● Written problem:
Format each line of the records below as a Markdown table with the columns Row and Line, numbering the rows and omitting blank lines. Leave the pictures out of the table.

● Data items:
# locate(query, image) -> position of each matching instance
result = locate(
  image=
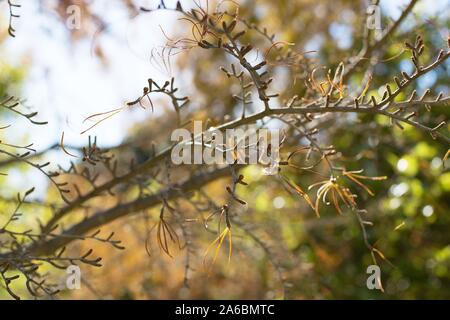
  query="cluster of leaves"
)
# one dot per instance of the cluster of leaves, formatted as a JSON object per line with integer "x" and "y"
{"x": 313, "y": 154}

● The answer:
| Row | Line |
|---|---|
| 1 | # locate(query, image) -> position of each matching instance |
| 2 | result = locate( |
| 3 |   image= |
| 4 |   query="cluster of leaves" |
| 5 | ) |
| 6 | # one dot per instance of the cluster of leaves, formatted as a JSON object per line with integer "x" and "y" |
| 7 | {"x": 313, "y": 154} |